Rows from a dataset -
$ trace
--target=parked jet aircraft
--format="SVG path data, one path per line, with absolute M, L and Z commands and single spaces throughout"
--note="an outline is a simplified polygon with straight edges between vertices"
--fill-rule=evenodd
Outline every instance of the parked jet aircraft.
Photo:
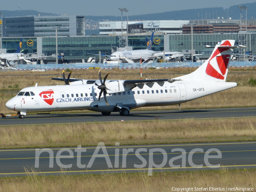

Task to carry out - Please recast every line of the records above as a numbered list, omitting any blank lines and leaving out the pictures.

Reply -
1. $ trace
2. --target=parked jet aircraft
3. --format="SVG path data, one path per line, with absolute M, L and Z commands and single spaces throughout"
4. --note="an outline is a simplified polygon with straight edges between vertices"
5. --fill-rule=evenodd
6. Outline every instance of the parked jet aircraft.
7. Photo:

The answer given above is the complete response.